>> begin Task input

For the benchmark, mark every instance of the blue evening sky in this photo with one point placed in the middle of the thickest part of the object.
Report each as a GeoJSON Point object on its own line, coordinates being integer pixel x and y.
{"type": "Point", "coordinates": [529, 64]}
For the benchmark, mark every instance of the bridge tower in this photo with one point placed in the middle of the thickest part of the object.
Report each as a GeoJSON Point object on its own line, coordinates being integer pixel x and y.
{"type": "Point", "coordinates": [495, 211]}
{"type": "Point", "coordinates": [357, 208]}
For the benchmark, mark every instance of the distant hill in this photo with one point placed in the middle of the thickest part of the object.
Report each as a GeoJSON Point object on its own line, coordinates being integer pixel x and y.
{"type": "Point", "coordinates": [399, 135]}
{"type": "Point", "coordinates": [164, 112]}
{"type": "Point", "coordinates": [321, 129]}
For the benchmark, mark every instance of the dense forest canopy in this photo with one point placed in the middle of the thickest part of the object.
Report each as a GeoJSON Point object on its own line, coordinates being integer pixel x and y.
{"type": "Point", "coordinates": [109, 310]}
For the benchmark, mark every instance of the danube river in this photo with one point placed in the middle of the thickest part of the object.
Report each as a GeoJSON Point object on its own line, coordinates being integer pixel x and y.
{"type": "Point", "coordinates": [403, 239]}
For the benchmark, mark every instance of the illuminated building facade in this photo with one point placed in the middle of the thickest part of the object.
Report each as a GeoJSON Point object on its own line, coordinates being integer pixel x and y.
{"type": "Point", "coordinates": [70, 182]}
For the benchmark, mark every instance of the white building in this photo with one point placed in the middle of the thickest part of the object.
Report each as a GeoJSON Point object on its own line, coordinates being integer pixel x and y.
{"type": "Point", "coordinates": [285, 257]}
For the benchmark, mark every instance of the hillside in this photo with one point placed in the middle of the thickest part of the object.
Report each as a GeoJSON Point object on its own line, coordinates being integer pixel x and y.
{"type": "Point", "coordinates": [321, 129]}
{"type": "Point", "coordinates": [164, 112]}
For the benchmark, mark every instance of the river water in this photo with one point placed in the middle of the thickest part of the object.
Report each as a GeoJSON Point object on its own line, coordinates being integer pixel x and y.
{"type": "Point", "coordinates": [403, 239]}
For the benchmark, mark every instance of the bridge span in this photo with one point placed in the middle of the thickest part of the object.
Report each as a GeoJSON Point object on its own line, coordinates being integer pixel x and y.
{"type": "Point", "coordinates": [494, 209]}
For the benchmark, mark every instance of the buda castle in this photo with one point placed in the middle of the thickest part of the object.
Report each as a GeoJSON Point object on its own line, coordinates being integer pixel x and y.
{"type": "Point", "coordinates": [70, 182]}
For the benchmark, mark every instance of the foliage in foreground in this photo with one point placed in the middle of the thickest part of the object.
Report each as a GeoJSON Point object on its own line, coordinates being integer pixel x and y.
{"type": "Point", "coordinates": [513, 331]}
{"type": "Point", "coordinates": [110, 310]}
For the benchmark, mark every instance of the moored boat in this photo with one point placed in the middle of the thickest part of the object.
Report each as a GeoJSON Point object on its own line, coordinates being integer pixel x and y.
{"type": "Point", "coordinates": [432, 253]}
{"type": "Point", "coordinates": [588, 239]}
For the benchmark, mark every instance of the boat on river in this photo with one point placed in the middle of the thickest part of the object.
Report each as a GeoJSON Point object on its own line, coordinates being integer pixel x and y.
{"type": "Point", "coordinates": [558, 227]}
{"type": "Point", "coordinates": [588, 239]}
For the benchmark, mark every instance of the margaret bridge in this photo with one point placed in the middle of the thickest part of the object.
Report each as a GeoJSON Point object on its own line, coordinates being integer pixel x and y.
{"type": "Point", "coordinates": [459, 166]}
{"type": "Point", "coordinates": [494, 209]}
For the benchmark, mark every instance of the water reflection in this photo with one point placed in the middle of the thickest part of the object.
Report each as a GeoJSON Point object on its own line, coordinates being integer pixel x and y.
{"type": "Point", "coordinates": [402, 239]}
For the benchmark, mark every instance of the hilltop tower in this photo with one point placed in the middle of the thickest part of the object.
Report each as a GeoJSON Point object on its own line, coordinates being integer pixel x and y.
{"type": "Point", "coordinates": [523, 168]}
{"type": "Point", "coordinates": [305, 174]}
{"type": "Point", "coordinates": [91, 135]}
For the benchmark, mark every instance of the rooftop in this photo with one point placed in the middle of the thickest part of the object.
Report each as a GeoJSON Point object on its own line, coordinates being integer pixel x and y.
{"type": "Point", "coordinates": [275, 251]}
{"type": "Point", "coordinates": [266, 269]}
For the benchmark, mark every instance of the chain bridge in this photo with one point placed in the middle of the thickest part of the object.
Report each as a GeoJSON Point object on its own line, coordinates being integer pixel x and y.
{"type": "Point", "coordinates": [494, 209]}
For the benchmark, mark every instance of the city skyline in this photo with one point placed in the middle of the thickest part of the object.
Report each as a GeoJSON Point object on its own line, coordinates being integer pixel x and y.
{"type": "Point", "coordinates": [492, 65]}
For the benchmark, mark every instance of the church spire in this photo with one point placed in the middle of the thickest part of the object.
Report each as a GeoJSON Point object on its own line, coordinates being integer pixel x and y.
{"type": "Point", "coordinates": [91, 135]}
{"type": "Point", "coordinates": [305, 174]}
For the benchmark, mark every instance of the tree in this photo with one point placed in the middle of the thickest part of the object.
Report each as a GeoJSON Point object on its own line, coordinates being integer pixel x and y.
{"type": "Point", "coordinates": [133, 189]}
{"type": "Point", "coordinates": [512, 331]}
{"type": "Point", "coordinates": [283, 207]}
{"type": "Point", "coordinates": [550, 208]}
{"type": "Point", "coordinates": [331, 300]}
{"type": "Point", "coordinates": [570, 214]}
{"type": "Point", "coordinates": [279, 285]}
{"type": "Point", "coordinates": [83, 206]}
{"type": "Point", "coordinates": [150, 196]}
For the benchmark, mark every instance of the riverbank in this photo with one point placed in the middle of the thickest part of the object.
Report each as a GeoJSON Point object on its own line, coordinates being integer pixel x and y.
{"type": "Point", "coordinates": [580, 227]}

>> end Task input
>> begin Task input

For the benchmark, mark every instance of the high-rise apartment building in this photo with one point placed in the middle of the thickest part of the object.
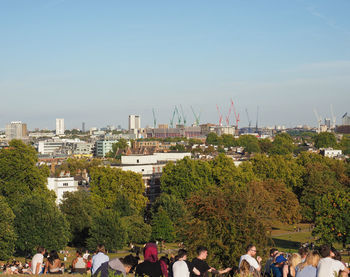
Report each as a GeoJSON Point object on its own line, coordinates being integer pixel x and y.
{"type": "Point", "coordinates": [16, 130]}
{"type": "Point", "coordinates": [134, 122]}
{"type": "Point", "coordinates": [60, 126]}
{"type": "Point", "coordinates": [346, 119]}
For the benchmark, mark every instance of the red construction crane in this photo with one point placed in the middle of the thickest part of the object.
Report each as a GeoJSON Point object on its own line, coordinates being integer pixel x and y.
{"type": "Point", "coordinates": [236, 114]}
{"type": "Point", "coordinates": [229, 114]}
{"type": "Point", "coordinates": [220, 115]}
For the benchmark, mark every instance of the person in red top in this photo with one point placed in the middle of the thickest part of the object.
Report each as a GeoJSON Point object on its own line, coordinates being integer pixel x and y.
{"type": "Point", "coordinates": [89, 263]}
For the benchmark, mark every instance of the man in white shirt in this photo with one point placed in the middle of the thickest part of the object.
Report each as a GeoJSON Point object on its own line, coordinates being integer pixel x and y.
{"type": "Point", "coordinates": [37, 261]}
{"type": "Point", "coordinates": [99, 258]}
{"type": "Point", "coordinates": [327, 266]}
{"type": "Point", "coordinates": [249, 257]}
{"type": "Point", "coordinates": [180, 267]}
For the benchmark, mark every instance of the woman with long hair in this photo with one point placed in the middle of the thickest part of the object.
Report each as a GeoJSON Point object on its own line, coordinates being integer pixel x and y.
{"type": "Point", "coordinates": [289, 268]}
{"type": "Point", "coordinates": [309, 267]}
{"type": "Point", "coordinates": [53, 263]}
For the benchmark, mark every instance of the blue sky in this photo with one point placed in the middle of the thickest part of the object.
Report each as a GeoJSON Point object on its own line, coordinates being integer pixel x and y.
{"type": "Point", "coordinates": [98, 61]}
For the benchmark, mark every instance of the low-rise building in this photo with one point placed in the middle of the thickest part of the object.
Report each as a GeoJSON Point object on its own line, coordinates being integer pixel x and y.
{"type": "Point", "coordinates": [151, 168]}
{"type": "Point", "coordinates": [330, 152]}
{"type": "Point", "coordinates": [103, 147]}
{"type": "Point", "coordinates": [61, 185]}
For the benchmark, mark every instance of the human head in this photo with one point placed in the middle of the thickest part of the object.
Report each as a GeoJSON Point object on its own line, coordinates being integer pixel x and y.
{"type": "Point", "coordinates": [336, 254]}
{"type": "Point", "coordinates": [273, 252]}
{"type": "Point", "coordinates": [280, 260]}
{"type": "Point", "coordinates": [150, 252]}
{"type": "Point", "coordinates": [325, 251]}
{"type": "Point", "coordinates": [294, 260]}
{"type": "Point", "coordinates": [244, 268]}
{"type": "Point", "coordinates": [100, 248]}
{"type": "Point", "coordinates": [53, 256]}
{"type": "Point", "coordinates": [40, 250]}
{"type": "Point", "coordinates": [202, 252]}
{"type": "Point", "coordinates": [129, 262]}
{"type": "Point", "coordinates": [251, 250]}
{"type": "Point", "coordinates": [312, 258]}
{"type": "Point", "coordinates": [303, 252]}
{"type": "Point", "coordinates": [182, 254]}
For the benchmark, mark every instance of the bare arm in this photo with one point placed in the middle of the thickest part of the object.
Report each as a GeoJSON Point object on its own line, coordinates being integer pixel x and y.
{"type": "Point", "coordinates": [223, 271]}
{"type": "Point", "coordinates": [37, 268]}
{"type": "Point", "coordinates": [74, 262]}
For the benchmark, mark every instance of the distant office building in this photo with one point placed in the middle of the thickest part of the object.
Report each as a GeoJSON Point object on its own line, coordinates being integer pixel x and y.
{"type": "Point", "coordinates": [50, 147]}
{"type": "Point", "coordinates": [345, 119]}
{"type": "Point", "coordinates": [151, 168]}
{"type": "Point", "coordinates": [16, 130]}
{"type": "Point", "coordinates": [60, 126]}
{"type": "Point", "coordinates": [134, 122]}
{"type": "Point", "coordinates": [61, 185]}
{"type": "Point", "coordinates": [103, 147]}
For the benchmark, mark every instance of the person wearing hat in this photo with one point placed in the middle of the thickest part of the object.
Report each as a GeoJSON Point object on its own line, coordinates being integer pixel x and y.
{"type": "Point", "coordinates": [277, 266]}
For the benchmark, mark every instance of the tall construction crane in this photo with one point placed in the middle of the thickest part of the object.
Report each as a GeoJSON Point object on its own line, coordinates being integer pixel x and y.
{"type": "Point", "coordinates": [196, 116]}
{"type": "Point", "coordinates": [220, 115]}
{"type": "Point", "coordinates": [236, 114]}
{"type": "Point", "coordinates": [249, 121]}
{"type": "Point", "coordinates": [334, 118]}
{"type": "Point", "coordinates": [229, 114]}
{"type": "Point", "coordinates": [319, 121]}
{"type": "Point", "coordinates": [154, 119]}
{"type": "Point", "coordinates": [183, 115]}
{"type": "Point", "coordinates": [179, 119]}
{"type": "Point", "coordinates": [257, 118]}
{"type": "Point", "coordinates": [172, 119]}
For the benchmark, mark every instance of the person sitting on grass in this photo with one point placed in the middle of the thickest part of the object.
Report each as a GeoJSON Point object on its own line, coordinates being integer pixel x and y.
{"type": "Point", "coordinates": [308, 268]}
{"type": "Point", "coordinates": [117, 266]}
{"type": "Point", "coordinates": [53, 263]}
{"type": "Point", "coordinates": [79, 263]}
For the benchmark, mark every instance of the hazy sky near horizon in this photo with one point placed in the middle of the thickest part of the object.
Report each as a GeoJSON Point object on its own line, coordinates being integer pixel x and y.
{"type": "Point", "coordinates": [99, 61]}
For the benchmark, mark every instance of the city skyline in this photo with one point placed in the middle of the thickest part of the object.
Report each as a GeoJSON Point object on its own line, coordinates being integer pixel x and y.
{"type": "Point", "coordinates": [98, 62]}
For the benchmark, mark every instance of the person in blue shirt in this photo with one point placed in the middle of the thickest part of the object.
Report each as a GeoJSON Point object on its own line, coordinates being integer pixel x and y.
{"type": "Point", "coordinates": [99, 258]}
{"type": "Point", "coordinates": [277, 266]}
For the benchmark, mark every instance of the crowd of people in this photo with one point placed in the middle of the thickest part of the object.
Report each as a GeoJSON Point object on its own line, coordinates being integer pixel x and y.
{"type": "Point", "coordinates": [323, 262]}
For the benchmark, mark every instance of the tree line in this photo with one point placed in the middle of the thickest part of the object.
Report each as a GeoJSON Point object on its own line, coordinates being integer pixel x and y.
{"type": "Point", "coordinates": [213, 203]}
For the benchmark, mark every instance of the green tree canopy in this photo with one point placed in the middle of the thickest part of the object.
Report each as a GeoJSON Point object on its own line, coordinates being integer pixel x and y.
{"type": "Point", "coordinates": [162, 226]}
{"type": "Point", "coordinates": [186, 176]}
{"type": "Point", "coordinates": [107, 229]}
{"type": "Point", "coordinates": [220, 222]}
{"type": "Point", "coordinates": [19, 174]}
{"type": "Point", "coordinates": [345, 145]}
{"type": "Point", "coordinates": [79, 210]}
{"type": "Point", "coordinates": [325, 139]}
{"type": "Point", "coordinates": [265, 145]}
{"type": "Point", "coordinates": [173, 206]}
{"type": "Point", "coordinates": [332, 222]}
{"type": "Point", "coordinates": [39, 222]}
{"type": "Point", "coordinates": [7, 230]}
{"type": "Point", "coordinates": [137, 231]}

>> end Task input
>> begin Task input

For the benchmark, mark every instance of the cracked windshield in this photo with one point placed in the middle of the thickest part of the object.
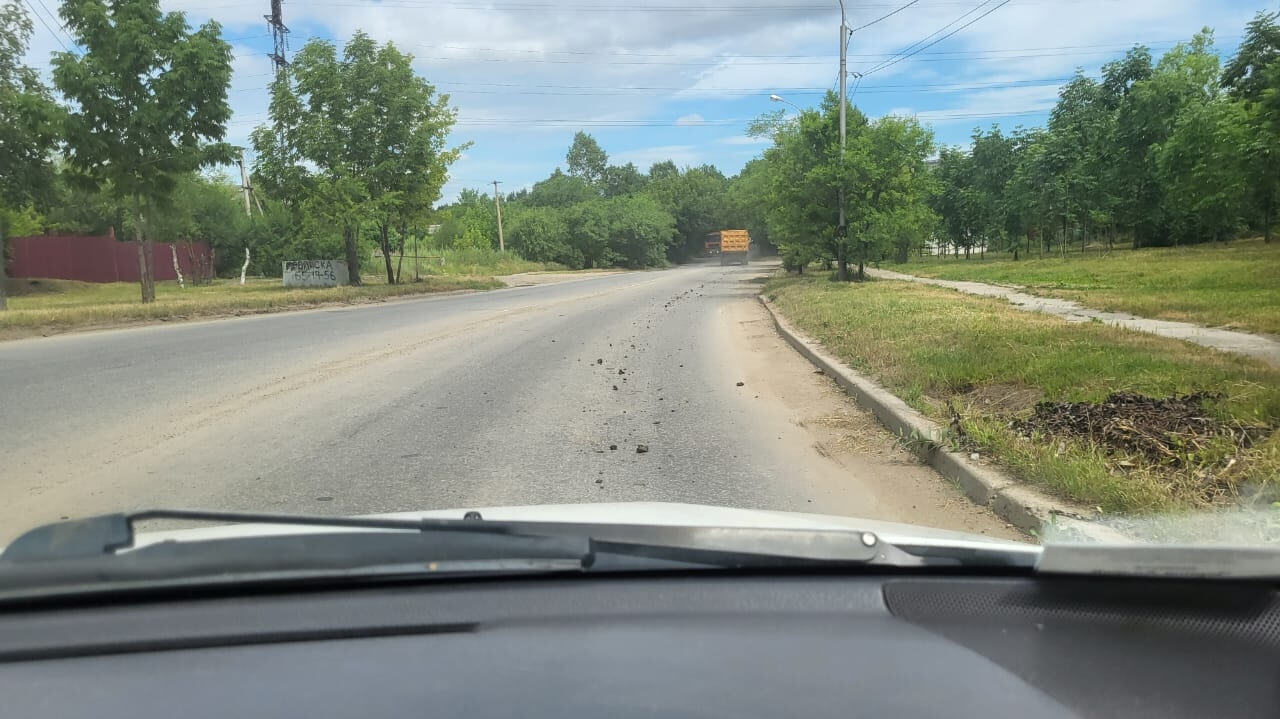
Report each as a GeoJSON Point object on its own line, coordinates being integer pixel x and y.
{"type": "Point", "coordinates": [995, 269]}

>> end Task input

◆ **Exercise instructions**: Please locate every line in the rows above that contains the word "building" and copy each one out.

◆ **Full answer**:
For the benchmark, mark every instance of the illuminated building facade in this photo with one point placed in the middle of the thickest part of the object.
For the benchmark, mark every instance of the white building in this photo with one point placed in the middle of the thickest part of the object.
For the benchmark, mark every instance of the high-rise apartment building in this photo with one point placed in the middle of the thickest part of the object.
For the benchmark, mark every instance of the low-rise building in this photo with one point placed in the middle of the thickest part of the object.
For the benchmark, mark every instance of the distant office building in this photo with one point placed in the middle of the thickest part of the object.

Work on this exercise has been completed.